### To be done
Reproduce the records between the line holding "73, row 93." and the line holding "column 142, row 128", inclusive, replacing "taxi headlight" with "car headlight" and leaving everything else unchanged.
■ ■ ■ ■
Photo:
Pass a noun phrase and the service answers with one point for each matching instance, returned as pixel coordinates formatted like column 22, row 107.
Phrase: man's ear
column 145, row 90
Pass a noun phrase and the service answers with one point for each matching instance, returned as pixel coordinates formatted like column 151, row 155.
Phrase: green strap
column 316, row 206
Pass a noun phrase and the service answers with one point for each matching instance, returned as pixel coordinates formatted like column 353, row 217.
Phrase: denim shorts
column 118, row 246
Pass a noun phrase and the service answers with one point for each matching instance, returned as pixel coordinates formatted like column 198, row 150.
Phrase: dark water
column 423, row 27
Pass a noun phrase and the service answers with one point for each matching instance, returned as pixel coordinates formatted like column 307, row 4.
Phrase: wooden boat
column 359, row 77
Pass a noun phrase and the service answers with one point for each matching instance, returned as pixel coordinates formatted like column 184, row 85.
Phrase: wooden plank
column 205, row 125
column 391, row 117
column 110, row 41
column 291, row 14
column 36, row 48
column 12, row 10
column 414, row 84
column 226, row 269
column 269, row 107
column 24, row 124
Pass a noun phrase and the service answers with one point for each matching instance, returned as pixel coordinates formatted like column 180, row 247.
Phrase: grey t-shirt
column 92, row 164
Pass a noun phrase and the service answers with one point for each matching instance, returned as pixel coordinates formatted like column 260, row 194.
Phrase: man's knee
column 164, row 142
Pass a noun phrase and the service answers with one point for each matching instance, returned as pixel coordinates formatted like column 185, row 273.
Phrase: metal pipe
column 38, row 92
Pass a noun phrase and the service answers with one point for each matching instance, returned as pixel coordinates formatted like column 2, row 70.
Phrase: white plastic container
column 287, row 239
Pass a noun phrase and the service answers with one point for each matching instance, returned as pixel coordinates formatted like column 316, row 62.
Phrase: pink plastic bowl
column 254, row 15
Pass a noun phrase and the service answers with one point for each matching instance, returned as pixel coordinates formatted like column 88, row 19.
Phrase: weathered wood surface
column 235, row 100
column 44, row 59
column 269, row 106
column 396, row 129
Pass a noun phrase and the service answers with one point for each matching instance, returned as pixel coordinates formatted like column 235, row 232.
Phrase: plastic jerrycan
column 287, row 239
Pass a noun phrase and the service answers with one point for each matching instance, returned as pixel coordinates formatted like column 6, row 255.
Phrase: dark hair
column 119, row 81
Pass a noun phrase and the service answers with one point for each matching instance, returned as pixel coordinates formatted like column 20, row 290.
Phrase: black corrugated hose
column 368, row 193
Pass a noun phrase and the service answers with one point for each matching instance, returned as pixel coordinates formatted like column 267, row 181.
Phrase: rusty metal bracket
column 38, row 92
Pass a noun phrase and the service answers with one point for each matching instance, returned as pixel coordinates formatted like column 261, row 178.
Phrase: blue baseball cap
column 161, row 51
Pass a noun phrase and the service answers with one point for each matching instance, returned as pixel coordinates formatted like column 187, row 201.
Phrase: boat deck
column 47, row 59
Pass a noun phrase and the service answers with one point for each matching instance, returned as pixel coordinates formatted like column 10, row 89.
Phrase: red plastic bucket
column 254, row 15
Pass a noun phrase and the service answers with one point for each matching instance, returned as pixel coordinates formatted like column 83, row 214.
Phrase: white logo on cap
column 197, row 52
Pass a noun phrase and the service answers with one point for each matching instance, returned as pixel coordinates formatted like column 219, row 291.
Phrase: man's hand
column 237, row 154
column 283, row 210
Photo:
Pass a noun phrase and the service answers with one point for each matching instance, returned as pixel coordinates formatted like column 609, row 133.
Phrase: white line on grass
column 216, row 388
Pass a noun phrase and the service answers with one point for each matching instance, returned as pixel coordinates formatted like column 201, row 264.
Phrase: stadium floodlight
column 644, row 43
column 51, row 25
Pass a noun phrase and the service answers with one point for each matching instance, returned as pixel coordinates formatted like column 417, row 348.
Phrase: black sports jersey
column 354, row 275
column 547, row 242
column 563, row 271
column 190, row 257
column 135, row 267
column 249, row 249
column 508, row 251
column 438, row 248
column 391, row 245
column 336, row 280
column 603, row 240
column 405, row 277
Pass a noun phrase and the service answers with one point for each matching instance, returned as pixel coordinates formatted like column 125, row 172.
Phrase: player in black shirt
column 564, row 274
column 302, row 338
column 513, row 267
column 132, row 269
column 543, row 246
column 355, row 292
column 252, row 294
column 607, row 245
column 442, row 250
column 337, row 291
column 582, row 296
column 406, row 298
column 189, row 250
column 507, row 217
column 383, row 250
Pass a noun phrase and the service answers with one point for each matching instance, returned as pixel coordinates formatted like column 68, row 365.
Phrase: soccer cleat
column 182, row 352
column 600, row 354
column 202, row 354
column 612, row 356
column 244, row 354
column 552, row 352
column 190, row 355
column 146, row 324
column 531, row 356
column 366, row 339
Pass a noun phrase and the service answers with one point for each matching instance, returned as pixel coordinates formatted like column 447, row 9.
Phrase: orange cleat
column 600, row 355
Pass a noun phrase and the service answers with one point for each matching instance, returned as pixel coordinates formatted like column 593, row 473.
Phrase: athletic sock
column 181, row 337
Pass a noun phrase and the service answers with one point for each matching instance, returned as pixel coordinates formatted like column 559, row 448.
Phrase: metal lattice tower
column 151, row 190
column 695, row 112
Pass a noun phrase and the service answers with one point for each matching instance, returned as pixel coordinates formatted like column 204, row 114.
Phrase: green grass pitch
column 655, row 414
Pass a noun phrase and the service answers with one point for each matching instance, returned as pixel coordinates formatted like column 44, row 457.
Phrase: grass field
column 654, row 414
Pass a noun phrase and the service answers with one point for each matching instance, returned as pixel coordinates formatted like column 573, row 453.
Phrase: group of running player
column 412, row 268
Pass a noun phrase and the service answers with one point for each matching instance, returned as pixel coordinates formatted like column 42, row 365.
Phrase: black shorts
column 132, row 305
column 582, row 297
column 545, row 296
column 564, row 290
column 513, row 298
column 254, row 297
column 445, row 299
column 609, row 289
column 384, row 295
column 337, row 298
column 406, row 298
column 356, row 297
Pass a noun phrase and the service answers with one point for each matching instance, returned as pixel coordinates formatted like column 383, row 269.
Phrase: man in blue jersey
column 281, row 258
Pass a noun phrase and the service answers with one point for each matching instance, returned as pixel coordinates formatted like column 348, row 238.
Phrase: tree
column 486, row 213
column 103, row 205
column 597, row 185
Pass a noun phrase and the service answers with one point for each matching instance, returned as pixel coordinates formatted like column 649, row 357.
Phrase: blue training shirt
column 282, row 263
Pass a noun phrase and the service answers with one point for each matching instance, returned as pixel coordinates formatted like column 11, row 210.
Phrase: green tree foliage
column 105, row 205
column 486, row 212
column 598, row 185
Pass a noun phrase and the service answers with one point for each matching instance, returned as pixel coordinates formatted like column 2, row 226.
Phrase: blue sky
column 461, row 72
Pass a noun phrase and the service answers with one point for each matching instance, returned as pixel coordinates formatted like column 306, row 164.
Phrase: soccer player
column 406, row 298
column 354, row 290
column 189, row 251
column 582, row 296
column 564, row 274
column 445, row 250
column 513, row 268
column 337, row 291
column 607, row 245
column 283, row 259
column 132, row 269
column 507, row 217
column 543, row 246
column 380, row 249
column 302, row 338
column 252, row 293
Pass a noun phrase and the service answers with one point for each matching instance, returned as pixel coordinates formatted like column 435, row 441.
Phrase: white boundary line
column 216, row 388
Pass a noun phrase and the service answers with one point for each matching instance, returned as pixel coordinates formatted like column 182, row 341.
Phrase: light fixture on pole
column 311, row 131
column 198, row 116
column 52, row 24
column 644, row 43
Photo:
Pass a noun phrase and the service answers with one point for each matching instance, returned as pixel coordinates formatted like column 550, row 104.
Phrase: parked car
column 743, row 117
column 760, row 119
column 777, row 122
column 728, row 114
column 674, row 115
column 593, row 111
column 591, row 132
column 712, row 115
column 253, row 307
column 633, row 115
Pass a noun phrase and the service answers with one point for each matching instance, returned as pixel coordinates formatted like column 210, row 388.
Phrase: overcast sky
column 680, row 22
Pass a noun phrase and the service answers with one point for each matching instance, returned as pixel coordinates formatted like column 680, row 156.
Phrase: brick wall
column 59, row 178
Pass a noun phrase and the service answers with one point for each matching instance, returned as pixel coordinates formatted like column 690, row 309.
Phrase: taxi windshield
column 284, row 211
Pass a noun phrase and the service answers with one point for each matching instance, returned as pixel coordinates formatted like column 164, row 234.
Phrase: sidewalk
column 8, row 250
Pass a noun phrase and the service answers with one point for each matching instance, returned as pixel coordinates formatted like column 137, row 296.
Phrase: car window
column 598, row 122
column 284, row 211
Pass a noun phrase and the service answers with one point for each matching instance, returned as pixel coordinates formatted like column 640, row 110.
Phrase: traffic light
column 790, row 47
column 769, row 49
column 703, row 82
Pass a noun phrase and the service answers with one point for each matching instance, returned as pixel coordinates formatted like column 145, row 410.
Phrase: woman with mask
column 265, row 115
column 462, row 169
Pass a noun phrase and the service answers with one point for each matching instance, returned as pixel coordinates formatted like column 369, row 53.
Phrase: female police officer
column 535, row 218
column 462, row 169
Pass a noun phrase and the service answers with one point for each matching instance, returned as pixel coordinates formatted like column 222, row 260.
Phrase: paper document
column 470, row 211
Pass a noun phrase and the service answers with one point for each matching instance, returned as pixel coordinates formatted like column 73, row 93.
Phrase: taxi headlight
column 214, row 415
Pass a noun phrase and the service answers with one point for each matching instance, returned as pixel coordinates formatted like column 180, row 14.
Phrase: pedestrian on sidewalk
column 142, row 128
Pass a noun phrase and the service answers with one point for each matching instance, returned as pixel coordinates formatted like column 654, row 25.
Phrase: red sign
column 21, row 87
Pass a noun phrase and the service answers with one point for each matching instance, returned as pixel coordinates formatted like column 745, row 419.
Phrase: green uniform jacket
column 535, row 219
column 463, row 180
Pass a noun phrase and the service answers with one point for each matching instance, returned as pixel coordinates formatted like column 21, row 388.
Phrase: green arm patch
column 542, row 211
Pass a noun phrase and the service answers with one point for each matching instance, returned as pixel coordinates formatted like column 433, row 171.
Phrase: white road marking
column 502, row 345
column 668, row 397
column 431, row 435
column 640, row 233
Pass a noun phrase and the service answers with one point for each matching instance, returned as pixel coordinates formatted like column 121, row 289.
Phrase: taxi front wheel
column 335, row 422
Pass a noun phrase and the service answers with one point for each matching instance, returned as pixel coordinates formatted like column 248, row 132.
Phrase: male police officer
■ ■ ■ ■
### Exercise answer
Pass a noun phrase and the service answers with one point for each matching instance, returned as pixel coordinates formatted like column 73, row 93.
Phrase: car headlight
column 214, row 415
Pass a noun phrase and the service answers with one point for each matching instance, returned as pixel coordinates formatted like column 180, row 14.
Phrase: pedestrian on sidewalk
column 142, row 128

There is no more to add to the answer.